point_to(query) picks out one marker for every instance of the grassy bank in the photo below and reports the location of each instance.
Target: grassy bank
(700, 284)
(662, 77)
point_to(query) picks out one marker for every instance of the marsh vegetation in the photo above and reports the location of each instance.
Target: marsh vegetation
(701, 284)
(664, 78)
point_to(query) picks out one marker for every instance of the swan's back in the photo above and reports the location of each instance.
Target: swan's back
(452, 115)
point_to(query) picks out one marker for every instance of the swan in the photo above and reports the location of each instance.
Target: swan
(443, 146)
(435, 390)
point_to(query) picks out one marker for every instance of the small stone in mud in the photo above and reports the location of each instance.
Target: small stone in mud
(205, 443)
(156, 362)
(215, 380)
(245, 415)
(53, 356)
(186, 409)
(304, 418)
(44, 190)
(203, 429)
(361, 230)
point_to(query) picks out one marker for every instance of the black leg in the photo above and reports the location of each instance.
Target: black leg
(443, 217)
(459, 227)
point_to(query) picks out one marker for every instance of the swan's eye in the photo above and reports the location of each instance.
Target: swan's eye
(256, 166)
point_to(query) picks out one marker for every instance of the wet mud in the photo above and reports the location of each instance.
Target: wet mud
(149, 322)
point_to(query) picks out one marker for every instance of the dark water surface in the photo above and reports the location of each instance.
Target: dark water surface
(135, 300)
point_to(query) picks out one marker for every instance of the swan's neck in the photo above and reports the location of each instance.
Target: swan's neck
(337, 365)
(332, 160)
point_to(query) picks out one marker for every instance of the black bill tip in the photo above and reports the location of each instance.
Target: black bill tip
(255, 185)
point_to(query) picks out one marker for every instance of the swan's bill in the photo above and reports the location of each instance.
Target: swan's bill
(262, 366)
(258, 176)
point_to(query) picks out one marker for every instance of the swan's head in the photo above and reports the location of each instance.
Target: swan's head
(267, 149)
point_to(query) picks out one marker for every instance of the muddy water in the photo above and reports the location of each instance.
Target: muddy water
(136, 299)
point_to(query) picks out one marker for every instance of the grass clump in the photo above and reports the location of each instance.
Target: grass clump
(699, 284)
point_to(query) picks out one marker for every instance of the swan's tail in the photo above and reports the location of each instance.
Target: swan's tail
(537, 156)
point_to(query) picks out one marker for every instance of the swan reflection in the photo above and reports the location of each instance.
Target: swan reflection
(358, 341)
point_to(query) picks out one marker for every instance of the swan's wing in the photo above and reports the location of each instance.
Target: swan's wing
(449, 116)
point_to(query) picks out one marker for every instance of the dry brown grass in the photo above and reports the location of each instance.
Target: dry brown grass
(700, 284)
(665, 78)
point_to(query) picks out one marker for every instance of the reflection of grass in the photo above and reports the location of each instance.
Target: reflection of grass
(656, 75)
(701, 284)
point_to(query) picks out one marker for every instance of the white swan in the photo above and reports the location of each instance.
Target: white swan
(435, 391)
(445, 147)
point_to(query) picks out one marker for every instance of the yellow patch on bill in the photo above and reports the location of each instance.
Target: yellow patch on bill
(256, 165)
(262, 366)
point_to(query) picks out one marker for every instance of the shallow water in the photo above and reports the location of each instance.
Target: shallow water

━━━━━━

▶ WORK TO DO: Can you rewrite the rows above, putting "point" wherever "marker" appears and leaving everything else as it is?

▶ SOLUTION FOR THIS EXERCISE:
point_to(query) picks out one point for every instance of the grassy bank in the photo below and reports the location of each instance.
Target: grassy bank
(700, 284)
(662, 77)
point_to(query) picks out one point for every instance of the marsh vegetation in the photo above and reports the location of each instance.
Target: marsh vegetation
(701, 284)
(664, 78)
point_to(query) picks out one point for every instance of the swan's back in the photo above and reports the location of each instance.
Target: swan's back
(452, 115)
point_to(query) picks out one point for every instance of the swan in the photo above and reports the location of each instance.
Target: swan
(443, 146)
(435, 390)
point_to(query) picks out one point for every instance of the small stone in mud in the photo above and reports the location of each instance.
Target: small stone in mud
(205, 443)
(156, 362)
(215, 380)
(245, 415)
(53, 356)
(186, 409)
(304, 418)
(44, 190)
(203, 429)
(361, 230)
point_to(query) picks out one point for every instance of the black leg in the photo above and reports the location of each instance.
Target: black leg
(443, 217)
(459, 227)
point_to(query) picks out one point for every instance of the swan's eye in the photo above and reports the location of each instance.
Target: swan's eye
(256, 166)
point_to(query) picks out one point for every instance of the wet mud in the photo above and reports the location of each instance.
Target: wet mud
(149, 322)
point_to(query) picks out one point for every instance of the dark water surface in the photo above and reports the location of each instance.
Target: dark water surface
(135, 300)
point_to(query) picks out one point for every instance of the swan's neck in the photo above and reports the location of each instance.
Target: swan's neck
(337, 365)
(332, 160)
point_to(query) picks out one point for every instance of the black bill tip in the photo above and reports the location of each instance.
Target: black bill tip
(255, 185)
point_to(query) picks out one point for every instance of the swan's bill in the photo above and reports the location of each instance.
Target: swan's bill
(262, 366)
(258, 176)
point_to(query) picks out one point for every instance of the swan's head in the photo above and reports the location of each instance.
Target: swan's head
(267, 149)
point_to(query) picks out one point for every instance of the muddy water in the photo above and reports the location of each instance.
Target: muddy water
(136, 299)
point_to(query) picks out one point for every instance of the grass clump in the photo above and reports the location of each instance.
Target: grass clump
(699, 284)
point_to(query) picks out one point for every instance of the swan's tail in the photo above and reports the location of each instance.
Target: swan's tail
(537, 156)
point_to(query) picks out one point for every instance of the swan reflection in the photo above and reports the location of each instance.
Target: swan reflection
(358, 341)
point_to(query) picks out one point for every instance of the swan's wing in the photo above and reports the location of each instance.
Target: swan's wing
(449, 116)
point_to(query) picks out one point for every instance of the dry brown grass in the photo above and reports the location of each instance.
Target: dry brown grass
(700, 284)
(665, 78)
point_to(query) picks out one point for every instance of the reflection of grass in the photo above and reports the location of each instance.
Target: reflection of grass
(656, 75)
(701, 284)
point_to(query) picks out one point for every instance of the white swan in the photo above and reports the location of each instance.
Target: white swan
(435, 391)
(445, 147)
point_to(query) picks out one point for every instance of the yellow patch on bill in the photo above and reports the location of each instance.
Target: yellow patch on bill
(256, 165)
(262, 366)
point_to(query) picks out one point for every instance of the shallow water in the photo above and reports the location of each instance.
Target: shallow water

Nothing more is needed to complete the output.